## Aim
Turn the lines below into a JSON list of strings, with one string for each line and any blank lines left out.

## Data records
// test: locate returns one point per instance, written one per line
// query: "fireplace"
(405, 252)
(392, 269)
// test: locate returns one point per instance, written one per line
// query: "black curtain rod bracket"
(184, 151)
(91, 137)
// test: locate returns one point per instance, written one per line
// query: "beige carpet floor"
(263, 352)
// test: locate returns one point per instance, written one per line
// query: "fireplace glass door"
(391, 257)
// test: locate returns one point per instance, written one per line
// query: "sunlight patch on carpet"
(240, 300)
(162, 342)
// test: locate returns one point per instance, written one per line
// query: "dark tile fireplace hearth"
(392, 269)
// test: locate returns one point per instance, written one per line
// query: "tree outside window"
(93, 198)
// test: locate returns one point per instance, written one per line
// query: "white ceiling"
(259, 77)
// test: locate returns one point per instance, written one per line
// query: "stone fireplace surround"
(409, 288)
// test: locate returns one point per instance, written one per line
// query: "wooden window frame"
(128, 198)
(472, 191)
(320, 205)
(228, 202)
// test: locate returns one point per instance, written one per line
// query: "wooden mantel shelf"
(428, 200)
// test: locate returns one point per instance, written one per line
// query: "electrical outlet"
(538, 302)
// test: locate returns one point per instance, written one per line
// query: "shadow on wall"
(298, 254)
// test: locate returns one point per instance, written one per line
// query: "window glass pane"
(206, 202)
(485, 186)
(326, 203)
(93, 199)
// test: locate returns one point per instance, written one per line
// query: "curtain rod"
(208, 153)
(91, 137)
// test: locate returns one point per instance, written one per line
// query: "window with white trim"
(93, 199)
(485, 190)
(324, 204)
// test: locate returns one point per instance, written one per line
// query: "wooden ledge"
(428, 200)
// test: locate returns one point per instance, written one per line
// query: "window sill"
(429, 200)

## Reply
[
  "// test: locate returns one point per instance, written one per line",
  "// query: \"fireplace\"",
  "(405, 252)",
  "(392, 269)",
  "// test: locate returns one point per instance, written one per line",
  "// query: \"black curtain rod bracket\"",
  "(184, 151)",
  "(91, 137)",
  "// test: locate returns one point per instance, written one per line",
  "// query: \"beige carpet floor\"",
  "(263, 352)",
  "// test: locate returns one point per instance, written one per line",
  "// query: \"fireplace glass door\"",
  "(391, 257)",
  "// test: locate returns one point per instance, written one per line",
  "// query: \"sunlight patch on carpet\"",
  "(240, 300)",
  "(162, 342)",
  "// test: locate returns one point per instance, written one per line",
  "// query: \"dark tile fireplace hearth\"",
  "(392, 269)",
  "// test: locate returns one point per instance, written one per line",
  "// query: \"tree outside window\"",
  "(93, 198)",
  "// test: locate returns one point per instance, written one per line",
  "// query: \"white ceiling\"",
  "(259, 77)",
  "// test: locate returns one point per instance, written one per line",
  "// query: \"stone fireplace surround\"",
  "(409, 288)",
  "// test: locate returns one point per instance, written one per line",
  "// query: \"wooden window frame\"",
  "(128, 198)",
  "(472, 191)",
  "(320, 205)",
  "(228, 202)",
  "// test: locate returns one point per instance, written one per line",
  "// query: \"wooden mantel shelf\"",
  "(428, 200)",
  "// test: locate returns one point per instance, written one per line",
  "// query: \"electrical outlet\"",
  "(538, 302)",
  "// test: locate returns one point per instance, written one per line",
  "// query: \"shadow on wall\"",
  "(298, 254)",
  "// test: locate returns one point per instance, written one per line",
  "// query: \"window glass pane\"",
  "(206, 202)",
  "(485, 186)",
  "(326, 203)",
  "(93, 199)",
  "// test: locate returns one point per instance, written one per line",
  "// query: \"curtain rod\"",
  "(208, 153)",
  "(91, 137)",
  "// test: locate returns one point per instance, written one per line",
  "// query: \"window with white trim\"",
  "(93, 199)",
  "(485, 190)",
  "(324, 204)",
  "// test: locate returns one point per instance, written one per line",
  "// query: \"wooden ledge\"",
  "(428, 200)",
  "// test: locate returns one point per instance, written one per line",
  "// query: \"window sill\"",
  "(429, 200)"
]